Digital Scholar Lab - Collections

Return to the main Gale Digital Scholar Lab tutorial

This tutorial shows you how to create a collection in the Digital Scholar Lab, both by searching Gale Primary Sources and by uploading your own texts.

Table of Contents

Build a Collection

(back to table of contents)

The DSL has access to Gale's extensive digital collections of newspapers, books, and other archival material. In this tutorial, we will focus on texts by and about an early twentieth-century scholar named Sir Aurel Stein, who travelled throughout South and Central Asia and China as an agent of the British Empire. There are many materials related to him - works by him, newspaper articles about his expeditions, etc. - available in the DSL, mostly ranging from the 1920s to the 1940 from a variety of newspapers (The London TimesIllustrated London NewsThe Daily MailThe New York Times) and other digitised holdings from libraries and archives (the British Library, the Smithsonian, the American Antiquarian Society, the National Library of China).

SUPPLIED DATA:
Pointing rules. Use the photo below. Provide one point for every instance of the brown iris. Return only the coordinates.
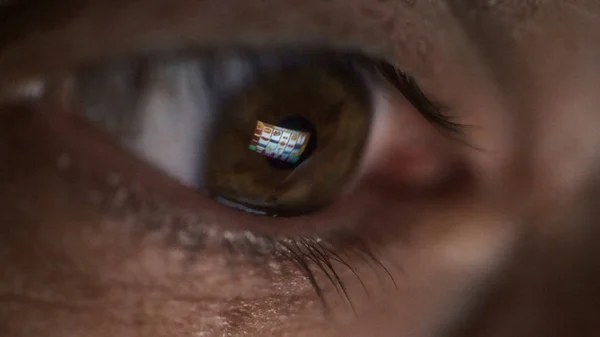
(327, 102)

PROBLEM DETAILS:
Please state, according to the Digital Scholar Lab tutorial, in what role Sir Aurel Stein traveled through South and Central Asia and China. The lines above stand apart from the Digital Scholar Lab tutorial and belong to separate material.

REPLY:
As an agent of the British Empire.